Box-labeled dataset extracts
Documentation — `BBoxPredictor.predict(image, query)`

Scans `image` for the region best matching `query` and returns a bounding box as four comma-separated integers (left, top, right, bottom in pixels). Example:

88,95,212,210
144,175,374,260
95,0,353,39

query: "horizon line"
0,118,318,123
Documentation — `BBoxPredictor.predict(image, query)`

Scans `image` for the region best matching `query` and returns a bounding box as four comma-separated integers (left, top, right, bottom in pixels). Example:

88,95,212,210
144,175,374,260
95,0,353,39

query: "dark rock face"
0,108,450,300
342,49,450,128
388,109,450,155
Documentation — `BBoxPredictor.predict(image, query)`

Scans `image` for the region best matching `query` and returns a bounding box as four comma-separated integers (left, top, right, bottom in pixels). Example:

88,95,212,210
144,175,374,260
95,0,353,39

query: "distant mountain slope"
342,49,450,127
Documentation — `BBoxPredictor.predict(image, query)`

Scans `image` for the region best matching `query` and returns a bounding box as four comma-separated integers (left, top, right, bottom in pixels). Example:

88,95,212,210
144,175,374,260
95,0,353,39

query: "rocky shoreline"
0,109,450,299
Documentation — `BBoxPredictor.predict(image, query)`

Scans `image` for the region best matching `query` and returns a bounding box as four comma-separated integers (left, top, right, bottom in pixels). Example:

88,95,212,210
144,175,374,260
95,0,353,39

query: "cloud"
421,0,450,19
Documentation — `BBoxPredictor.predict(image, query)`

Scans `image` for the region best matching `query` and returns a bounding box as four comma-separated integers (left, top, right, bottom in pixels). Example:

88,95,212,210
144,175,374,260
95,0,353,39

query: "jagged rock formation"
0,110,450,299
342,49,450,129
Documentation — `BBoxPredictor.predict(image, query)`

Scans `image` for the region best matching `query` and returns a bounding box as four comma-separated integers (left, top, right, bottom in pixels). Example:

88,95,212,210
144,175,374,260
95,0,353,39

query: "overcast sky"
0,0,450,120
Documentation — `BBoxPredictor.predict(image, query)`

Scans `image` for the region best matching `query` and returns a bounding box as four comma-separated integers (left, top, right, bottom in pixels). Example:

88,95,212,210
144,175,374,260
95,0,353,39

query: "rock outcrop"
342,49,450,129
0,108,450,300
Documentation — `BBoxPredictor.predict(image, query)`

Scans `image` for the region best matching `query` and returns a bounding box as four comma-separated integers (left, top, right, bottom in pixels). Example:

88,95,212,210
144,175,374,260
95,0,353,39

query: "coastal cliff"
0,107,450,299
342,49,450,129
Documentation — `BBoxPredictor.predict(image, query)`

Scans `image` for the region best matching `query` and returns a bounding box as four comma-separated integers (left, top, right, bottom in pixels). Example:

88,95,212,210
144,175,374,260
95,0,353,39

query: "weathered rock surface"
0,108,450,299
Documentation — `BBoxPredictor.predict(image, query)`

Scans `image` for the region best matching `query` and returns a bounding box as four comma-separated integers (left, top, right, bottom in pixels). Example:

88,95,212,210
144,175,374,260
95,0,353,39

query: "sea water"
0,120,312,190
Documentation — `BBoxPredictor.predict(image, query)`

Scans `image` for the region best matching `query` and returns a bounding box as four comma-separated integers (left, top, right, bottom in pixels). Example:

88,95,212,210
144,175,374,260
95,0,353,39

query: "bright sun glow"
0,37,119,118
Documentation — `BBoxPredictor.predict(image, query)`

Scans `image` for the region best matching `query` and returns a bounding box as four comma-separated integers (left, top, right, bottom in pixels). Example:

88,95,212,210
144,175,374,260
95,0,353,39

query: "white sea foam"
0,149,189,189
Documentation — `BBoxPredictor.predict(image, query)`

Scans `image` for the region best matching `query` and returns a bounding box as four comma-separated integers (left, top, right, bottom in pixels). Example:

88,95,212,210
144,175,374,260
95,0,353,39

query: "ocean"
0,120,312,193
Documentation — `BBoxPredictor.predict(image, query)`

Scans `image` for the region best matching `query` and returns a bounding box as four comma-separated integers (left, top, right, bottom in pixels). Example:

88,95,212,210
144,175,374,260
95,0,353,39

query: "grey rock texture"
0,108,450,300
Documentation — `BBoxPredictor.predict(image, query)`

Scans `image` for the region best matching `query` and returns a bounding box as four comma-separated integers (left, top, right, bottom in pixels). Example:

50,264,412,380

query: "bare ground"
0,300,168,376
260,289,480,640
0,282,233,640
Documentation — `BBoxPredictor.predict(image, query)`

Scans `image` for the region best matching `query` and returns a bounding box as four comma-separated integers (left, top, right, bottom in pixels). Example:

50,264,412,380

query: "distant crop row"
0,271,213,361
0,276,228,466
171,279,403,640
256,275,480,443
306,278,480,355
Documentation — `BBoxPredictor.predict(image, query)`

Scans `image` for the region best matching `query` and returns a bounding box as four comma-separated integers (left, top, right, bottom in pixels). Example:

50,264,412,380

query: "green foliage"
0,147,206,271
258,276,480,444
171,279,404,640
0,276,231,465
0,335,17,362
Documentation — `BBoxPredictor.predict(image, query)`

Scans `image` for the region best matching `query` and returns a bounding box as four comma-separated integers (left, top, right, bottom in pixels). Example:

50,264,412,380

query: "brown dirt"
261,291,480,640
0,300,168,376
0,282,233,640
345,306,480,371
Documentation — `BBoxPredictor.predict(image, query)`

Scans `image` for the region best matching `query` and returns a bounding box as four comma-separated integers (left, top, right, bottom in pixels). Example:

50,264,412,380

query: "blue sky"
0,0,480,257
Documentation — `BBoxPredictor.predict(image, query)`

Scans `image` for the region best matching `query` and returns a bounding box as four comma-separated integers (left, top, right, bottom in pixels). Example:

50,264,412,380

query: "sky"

_Stated problem_. Rewrite the listing from its first line through the line containing "0,118,318,123", with "horizon line" changed to "skyline" and everything else left as is.

_Exercise output_.
Documentation — `BBoxPredictor.predict(image, query)`

Scans `image` for the region best matching `query` and returns a bounding box as four comma-separated integers (left, top, right, bottom in pixels). Example:

88,95,212,210
144,175,374,260
95,0,353,39

query: "skyline"
0,118,318,123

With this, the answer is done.